Instrucción dada 1:
Vuelca en una lista JSON de cadenas, con una cadena por línea y sin las líneas en blanco, todo lo que va desde el comienzo de los registros de más abajo hasta la línea que contiene "x=314 y=182", ambos extremos incluidos.

Shūsaku Endō (Tokyo 1923) estudió Literatura Francesa en la Universidad de Lyon desde 1950 hasta 1953. [Archivo]
Shūsaku Endō (Tokyo 1923) estudió Literatura Francesa en la Universidad de Lyon desde 1950 hasta 1953. [Archivo]
Jaime Akamine



Al noroeste de Nagasaki, en un señorial edificio frente al mar, opera el Museo Literario Shūsaku Endō. Poco tiempo después de abrir sus puertas en el año 2000, la placa recordatoria colocada en honor a Silencio (1966), la obra más aclamada del escritor, fue pintarrajeada. Era la respuesta furiosa de un grupo de visitantes católicos que no perdonaba que, en un pasaje cumbre de la novela, el protagonista pisoteara una imagen de Cristo como señal de apostasía.

En su vida, Shūsaku Endō (1923-1996) también renunció de múltiples formas. Lo hizo, por ejemplo, escapando de las ataduras y los encasillamientos de una sociedad nipona marcada por el descalabro de la Segunda Guerra Mundial. Ayudó, claro, que nunca fuera un tipo común. Ni de chico: a los 11 años, por intermediación de su tía, ya había sido bautizado y convertido al cristianismo. Recibió el nombre occidental de “Paul”.

Japón es un país esencialmente sintoísta-budista. Sumarse a una minoría cristiana (apenas el 1,5 % de la población) podría haber despertado un férreo sentimiento de lealtad y pertenencia. No fue el caso. Su adolescencia enfermiza, poblada de crisis personales y casos de bullying por adoptar la religión “enemiga”, terminó por acentuar su condición de paria espiritual.

Aun con la penosa sensación de defraudar a su madre, una mujer también iniciada tardíamente en el cristianismo, el artista se concentró en cultivar su religión desde una posición fustigadora. Despojándose de falsos virtuosismos, debatía la naturaleza de sus creencias y no dejaba de proyectar en ellas la angustia de sus preocupaciones mundanas. Era su modo de ser fiel.

Como el novelista Suguro, alter ego de la formidable Escándalo (1986), que busca a su depravado doppelgänger por los barrios rojos de Tokio, Endō iba tras las huellas de un misterio. Una providencia que se descubría a través del martirio y las huellas que dejaban las miserias humanas. “Para pintar un corazón repulsivo, su propio corazón debía volverse odioso. Para reproducir los celos, se obligaba a degradarse, a sumirse en la envidia”, escribe.

Su ingreso a la universidad local de Keiō, donde publica ensayos sobre el panteísmo japonés, y, en especial, su estadía de tres años en Francia, donde estudia con fervor la obra de autores católicos como Mauriac y Bernanos, acabaron por perpetuar la lucha interna de su ADN: cristiano-occidental-japonés. Un monstruo de tres cabezas que tomó el control de su personalidad y material literario.

                             —La condición humana—
En un bello artículo publicado en el 2003 en The Guardian, el escritor Caryl Phillips remarca: “[Endō] eligió no resguardarse detrás de una identidad segura y reductiva. En su lugar, trató de interiorizar mayores influencias y dar vida a una nueva ‘identidad japonesa’, que lo representara a él y a su sociedad”.

Registros extraídos:
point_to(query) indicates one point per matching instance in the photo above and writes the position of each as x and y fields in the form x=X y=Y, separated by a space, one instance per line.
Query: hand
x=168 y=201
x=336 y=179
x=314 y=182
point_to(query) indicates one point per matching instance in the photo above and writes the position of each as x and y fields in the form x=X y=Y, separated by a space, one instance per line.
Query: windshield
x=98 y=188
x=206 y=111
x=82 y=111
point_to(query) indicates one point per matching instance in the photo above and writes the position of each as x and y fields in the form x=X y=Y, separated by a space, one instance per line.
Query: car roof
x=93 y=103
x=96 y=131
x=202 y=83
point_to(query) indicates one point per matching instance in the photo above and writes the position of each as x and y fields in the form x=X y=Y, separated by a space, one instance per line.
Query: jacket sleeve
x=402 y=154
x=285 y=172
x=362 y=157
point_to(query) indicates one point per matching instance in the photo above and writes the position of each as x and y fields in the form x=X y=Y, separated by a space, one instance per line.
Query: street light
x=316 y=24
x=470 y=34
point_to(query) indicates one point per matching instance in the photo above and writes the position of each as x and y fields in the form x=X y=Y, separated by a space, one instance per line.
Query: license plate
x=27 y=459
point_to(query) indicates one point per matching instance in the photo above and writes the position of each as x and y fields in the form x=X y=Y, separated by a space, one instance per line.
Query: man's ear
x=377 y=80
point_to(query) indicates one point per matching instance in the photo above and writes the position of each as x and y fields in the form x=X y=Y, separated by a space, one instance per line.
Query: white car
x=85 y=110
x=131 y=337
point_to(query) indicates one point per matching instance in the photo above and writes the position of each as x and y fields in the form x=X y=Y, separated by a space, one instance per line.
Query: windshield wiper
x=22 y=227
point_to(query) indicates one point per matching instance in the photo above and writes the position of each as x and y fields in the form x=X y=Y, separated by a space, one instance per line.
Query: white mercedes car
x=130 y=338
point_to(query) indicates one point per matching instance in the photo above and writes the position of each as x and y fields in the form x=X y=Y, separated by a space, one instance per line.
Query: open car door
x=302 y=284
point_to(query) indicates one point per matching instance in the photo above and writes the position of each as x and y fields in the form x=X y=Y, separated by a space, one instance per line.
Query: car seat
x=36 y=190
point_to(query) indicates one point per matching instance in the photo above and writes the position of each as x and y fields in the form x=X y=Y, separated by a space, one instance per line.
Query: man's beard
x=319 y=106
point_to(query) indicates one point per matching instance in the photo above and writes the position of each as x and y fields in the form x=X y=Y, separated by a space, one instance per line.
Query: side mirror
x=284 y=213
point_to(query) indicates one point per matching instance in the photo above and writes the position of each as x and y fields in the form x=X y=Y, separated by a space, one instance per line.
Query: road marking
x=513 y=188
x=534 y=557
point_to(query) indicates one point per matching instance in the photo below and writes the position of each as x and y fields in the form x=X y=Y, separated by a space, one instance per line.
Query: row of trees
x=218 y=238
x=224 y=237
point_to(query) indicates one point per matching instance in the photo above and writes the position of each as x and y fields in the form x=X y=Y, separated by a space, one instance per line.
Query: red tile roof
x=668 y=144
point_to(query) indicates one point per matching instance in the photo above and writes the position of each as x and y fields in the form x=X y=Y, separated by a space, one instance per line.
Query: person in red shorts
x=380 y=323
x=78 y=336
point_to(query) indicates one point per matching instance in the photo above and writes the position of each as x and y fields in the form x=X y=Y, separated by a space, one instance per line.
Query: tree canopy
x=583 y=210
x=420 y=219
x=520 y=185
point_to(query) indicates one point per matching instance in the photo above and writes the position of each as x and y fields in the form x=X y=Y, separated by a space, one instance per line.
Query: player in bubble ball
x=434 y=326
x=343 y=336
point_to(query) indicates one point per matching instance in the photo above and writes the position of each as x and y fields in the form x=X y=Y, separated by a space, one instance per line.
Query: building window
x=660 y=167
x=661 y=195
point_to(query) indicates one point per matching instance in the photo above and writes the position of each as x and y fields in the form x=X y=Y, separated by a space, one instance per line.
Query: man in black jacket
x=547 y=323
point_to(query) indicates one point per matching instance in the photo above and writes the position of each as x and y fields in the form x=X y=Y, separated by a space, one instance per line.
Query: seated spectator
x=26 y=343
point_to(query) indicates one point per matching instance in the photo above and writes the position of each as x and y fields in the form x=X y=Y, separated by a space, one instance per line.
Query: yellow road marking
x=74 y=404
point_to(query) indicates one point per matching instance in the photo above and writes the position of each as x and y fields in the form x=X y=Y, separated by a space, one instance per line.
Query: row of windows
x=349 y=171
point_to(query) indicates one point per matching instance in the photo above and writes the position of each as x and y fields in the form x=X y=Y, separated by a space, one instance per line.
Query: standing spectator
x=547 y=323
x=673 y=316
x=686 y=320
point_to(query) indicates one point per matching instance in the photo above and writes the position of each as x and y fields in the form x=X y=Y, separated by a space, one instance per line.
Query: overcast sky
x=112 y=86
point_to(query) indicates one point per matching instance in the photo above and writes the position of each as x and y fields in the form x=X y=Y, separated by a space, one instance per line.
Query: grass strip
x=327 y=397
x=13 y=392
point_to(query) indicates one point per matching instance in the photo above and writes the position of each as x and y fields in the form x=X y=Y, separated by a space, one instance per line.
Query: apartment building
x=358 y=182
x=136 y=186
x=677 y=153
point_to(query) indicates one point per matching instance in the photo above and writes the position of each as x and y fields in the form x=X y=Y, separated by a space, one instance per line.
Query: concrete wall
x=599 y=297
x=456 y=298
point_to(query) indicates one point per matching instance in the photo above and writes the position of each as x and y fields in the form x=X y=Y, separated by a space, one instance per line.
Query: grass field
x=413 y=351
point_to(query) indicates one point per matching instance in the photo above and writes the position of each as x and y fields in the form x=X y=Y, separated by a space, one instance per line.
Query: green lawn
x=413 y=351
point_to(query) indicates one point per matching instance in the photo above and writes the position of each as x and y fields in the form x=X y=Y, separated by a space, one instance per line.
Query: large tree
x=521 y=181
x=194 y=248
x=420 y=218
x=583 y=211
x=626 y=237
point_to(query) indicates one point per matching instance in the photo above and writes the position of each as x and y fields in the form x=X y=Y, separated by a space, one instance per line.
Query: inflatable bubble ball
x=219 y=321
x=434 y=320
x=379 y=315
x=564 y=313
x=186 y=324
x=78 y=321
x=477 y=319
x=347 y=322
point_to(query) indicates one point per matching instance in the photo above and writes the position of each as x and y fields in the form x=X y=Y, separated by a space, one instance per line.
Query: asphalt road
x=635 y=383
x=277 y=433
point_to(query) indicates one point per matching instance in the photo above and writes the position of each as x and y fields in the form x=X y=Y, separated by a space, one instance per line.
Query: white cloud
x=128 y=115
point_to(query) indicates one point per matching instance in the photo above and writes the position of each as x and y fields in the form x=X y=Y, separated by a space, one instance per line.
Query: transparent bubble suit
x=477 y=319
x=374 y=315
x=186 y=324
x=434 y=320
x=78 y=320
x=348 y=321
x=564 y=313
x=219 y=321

Instrucción dada 2:
Repite palabra por palabra el fragmento del artículo sobre Shūsaku Endō que va desde "Su ingreso a" hasta "y material literario.", ambos incluidos.

Resultado completo 1:
[
  "point_to(query) indicates one point per matching instance in the photo above and writes the position of each as x and y fields in the form x=X y=Y, separated by a space, one instance per line.",
  "Query: hand",
  "x=168 y=201",
  "x=336 y=179",
  "x=314 y=182"
]

Resultado completo 2:
Su ingreso a la universidad local de Keiō, donde publica ensayos sobre el panteísmo japonés, y, en especial, su estadía de tres años en Francia, donde estudia con fervor la obra de autores católicos como Mauriac y Bernanos, acabaron por perpetuar la lucha interna de su ADN: cristiano-occidental-japonés. Un monstruo de tres cabezas que tomó el control de su personalidad y material literario.